[Point labeling records]
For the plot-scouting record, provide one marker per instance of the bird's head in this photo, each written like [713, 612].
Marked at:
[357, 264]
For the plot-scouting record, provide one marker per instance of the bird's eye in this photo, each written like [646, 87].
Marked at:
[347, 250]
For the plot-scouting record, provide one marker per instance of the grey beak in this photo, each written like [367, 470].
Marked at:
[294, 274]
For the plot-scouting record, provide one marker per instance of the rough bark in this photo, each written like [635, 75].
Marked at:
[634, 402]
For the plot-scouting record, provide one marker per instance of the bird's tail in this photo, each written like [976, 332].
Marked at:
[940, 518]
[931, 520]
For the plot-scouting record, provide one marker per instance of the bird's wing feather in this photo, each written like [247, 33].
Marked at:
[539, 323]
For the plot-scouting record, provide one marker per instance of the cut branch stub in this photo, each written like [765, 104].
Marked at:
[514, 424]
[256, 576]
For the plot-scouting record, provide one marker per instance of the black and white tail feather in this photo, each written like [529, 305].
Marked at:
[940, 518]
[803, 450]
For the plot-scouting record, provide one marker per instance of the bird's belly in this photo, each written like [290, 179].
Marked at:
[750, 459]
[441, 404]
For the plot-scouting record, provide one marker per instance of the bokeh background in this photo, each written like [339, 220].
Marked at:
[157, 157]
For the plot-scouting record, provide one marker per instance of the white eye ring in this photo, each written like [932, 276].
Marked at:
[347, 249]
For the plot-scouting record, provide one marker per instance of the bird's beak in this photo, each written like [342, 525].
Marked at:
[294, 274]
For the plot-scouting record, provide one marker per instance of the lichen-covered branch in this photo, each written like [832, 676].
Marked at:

* * *

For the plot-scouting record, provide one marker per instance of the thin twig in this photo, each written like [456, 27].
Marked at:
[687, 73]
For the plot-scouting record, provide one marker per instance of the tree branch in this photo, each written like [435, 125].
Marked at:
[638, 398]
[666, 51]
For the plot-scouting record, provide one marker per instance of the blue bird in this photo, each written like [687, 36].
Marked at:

---

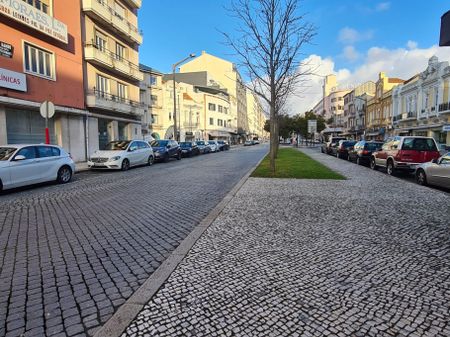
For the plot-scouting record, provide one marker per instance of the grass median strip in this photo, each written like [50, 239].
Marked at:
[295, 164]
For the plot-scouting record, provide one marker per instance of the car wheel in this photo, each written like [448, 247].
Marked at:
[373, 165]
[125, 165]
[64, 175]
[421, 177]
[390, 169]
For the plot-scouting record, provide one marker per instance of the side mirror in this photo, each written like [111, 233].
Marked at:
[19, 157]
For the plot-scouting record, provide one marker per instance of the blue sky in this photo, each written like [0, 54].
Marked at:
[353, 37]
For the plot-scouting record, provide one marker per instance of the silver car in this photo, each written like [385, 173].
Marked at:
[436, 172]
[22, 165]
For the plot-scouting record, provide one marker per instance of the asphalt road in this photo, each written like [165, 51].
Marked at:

PROBLEM TO WORK ON >>
Report every line of the records above that contains the word "white", copying each line in full. Case counts.

FINISHED TASK >>
For the plot-scouting record, provide one marker per instance of the black and white tail feather in this photo, each written like [529, 305].
For the plot-scouting record, provide one marker per instance of the white eye ring in this photo, each written like [932, 276].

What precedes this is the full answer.